GOAL OF THE EXERCISE: From the line containing "If you could put a point on the distant building" to the final line of the material below, return every line exactly. Do not include pictures.
------------------------------------------------------------------------
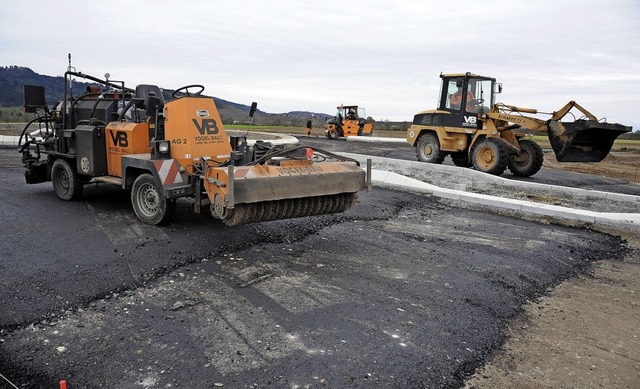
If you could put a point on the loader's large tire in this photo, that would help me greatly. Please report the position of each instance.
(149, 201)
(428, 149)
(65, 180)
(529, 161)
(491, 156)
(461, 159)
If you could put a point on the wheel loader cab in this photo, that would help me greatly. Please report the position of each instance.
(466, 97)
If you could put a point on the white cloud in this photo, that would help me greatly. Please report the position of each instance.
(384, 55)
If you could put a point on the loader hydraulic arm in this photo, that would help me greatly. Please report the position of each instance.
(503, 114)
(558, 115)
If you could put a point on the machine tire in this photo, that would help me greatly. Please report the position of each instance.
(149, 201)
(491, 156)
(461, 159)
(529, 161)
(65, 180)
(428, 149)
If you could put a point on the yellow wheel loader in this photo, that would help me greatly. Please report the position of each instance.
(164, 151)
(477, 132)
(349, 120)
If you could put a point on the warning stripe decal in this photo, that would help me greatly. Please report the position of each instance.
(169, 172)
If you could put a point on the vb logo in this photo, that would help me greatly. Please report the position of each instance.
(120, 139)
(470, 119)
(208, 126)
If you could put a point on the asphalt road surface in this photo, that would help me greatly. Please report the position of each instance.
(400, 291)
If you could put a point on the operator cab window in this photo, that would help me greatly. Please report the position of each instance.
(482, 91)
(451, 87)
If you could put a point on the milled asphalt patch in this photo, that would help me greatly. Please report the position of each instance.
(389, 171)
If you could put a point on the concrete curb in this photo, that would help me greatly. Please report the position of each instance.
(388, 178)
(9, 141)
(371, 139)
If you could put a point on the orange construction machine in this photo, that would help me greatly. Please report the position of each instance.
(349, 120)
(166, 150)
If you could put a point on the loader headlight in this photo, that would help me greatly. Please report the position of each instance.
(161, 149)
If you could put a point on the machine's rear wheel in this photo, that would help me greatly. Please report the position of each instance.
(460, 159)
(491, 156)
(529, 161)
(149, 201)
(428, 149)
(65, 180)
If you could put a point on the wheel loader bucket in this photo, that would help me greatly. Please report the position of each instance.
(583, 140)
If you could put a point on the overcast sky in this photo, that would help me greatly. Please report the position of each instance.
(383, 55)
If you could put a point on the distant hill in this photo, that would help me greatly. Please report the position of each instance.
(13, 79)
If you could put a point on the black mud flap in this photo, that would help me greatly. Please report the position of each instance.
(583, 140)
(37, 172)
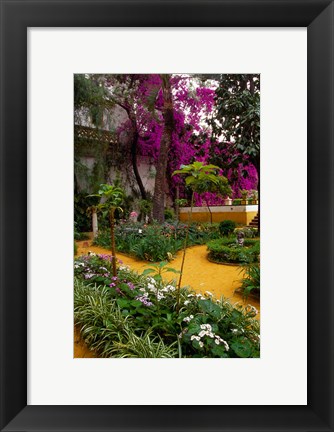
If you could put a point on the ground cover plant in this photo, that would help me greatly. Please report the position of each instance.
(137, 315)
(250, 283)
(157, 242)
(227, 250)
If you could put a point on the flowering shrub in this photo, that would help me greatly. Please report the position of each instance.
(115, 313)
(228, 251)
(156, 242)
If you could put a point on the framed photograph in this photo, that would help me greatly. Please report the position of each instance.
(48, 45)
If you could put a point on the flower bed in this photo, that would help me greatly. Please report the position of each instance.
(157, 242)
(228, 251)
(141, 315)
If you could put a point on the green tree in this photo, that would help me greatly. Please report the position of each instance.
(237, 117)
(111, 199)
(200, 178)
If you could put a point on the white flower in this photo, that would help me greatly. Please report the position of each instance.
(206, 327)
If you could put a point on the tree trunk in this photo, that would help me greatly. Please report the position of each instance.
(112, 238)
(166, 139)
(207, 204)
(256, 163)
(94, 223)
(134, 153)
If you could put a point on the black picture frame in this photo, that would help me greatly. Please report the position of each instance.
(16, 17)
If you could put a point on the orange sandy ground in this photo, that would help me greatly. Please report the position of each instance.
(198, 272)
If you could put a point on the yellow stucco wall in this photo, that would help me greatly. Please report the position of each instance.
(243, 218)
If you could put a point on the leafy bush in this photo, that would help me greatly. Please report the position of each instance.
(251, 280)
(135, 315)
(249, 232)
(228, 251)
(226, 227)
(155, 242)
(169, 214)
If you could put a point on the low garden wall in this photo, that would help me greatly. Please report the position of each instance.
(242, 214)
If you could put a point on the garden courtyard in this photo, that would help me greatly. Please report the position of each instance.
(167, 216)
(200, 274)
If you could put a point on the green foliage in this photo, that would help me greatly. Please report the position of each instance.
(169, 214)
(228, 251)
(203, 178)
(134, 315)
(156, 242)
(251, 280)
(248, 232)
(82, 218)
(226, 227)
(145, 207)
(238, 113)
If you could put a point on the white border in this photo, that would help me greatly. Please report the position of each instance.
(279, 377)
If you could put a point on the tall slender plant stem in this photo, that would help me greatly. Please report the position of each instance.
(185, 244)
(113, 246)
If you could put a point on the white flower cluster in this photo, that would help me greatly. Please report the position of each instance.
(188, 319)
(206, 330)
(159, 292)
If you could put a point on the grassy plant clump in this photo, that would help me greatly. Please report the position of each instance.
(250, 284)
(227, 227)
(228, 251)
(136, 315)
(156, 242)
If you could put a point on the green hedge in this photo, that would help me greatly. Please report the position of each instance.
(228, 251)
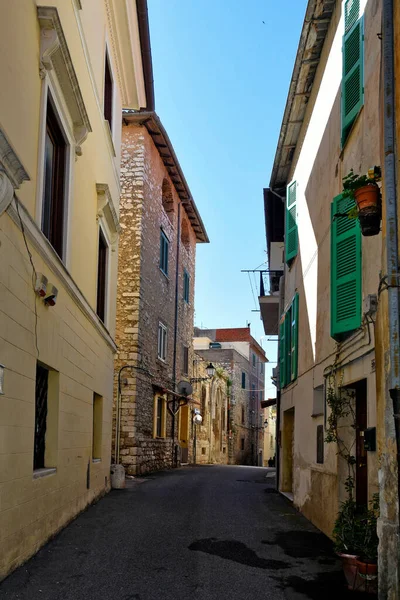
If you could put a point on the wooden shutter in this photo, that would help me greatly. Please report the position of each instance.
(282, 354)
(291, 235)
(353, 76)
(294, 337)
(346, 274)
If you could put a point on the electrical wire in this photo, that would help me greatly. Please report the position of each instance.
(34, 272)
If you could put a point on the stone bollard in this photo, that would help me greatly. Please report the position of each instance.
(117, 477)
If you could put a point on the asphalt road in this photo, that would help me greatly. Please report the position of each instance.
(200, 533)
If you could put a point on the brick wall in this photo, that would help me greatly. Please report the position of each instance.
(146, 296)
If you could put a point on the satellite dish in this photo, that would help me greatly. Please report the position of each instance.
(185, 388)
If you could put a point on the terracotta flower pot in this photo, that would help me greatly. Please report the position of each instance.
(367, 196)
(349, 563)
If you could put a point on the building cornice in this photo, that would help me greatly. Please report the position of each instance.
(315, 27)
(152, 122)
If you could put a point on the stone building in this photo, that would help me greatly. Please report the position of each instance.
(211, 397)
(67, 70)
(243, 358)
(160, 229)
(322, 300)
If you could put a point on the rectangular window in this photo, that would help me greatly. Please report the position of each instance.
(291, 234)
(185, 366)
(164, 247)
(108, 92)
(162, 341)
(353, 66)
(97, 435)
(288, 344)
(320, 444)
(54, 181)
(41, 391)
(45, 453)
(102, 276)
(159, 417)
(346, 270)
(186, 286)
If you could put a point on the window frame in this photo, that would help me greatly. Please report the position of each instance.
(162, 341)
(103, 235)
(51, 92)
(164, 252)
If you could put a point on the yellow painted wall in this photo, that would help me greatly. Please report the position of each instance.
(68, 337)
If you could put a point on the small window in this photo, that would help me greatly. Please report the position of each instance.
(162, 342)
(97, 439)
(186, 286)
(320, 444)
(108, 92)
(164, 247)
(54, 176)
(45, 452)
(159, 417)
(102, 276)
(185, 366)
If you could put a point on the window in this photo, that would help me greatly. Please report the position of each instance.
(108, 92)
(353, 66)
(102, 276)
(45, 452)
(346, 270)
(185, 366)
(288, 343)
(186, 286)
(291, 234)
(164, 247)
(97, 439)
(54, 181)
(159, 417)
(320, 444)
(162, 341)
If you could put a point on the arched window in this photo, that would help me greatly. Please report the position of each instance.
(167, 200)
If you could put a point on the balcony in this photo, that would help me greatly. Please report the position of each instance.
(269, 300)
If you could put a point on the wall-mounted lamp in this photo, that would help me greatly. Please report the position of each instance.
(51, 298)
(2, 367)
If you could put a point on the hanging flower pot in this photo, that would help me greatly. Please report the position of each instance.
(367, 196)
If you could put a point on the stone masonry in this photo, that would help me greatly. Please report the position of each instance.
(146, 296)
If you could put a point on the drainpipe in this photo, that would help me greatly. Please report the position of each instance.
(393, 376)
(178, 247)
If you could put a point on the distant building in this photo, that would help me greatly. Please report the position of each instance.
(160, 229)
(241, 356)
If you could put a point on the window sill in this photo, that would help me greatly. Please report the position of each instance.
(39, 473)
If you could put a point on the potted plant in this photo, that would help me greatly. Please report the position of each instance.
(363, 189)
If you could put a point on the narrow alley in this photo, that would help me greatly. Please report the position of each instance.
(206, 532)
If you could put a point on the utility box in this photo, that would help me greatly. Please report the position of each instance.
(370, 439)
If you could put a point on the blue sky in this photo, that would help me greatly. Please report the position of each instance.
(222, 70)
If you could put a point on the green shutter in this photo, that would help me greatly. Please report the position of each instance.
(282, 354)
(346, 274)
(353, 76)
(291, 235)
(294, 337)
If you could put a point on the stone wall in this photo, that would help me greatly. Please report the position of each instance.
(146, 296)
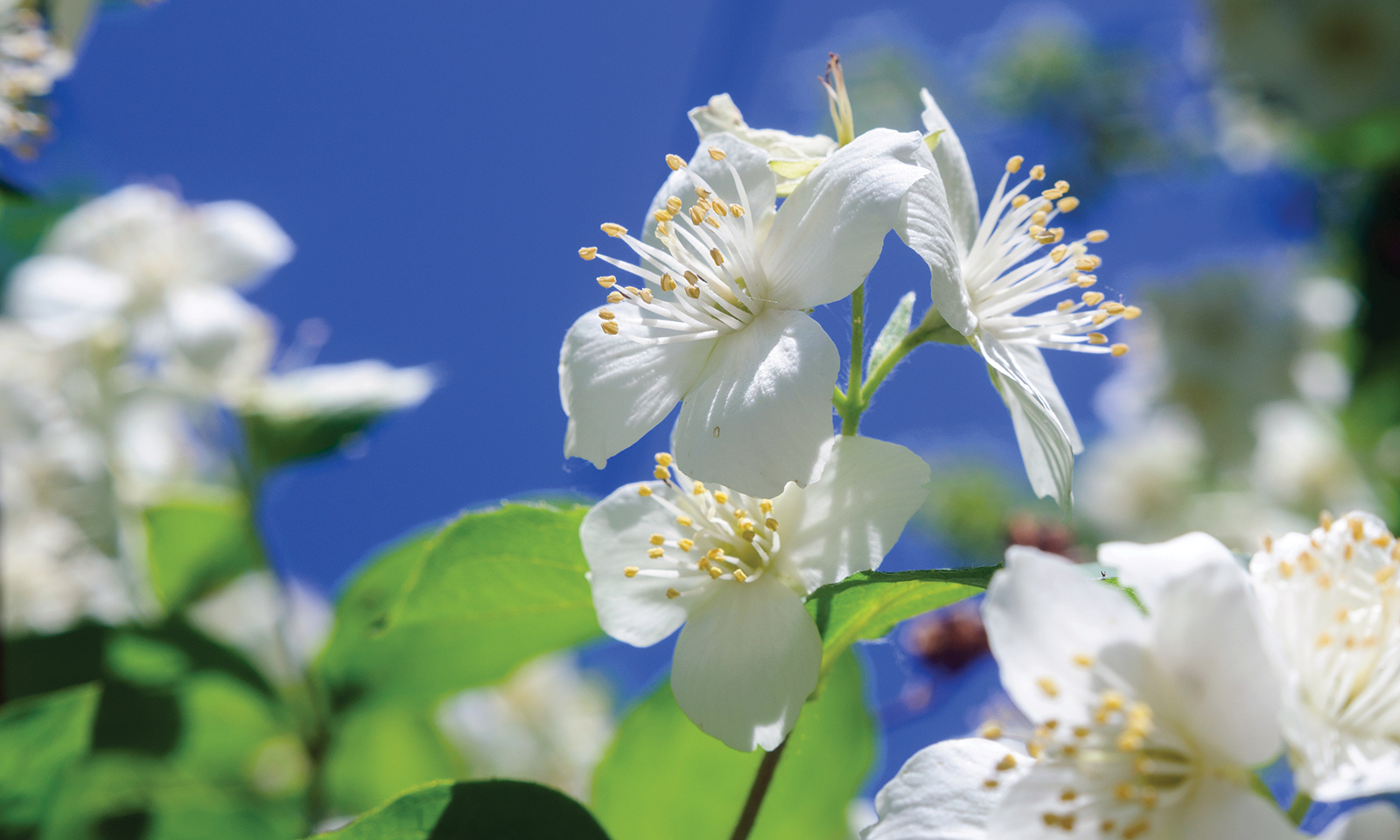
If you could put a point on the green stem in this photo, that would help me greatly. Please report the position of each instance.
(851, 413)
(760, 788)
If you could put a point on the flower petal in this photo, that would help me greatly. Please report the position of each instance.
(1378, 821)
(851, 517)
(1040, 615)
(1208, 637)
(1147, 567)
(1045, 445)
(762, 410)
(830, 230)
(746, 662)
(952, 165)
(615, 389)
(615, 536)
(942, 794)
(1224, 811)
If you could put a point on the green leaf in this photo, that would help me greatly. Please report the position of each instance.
------------------------------------------------------------------------
OUTPUT OF THE TASK:
If you could put a point on the distant building in this photo, that would help me greatly. Please report the position of each instance.
(160, 229)
(241, 356)
If you could put a point on the window sill in this photo, that would help me greatly. Please report the position of each instance.
(39, 473)
If you could put a point on the potted plant in this photo, that would help me greatly. Please report the position of each instance.
(363, 189)
If you could put a point on the narrow alley in this photo, that would help me greatly. Please report the position of each instance.
(206, 532)
If you could put a point on the utility box in this photo, that would help me greatly. Please report the position of each instance.
(370, 439)
If you could put a point on the blue sky in this photo, that would help me greatly. Please report the position of each instance.
(222, 70)
If you could put a point on the green shutter in this photo, that would help me greatly. Please report the position of each instance.
(282, 354)
(346, 274)
(353, 76)
(291, 235)
(294, 337)
If you could put a point on the stone wall in this photo, that would help me greatly. Please report the position of each instance.
(146, 296)
If you could put a point on the green stem in this photo, that would help me greatly. Please report the position of each instance.
(851, 413)
(760, 788)
If you could put a point on the flower petal in this photo, that would help me greatly. Please report the position of each instance.
(1378, 821)
(851, 517)
(1040, 615)
(1208, 637)
(1147, 567)
(1045, 445)
(762, 410)
(830, 230)
(746, 662)
(952, 165)
(615, 389)
(615, 536)
(942, 794)
(1224, 811)
If you could put a point on the green leaf in this photo, that would help me greatly. Please report the position of each instance.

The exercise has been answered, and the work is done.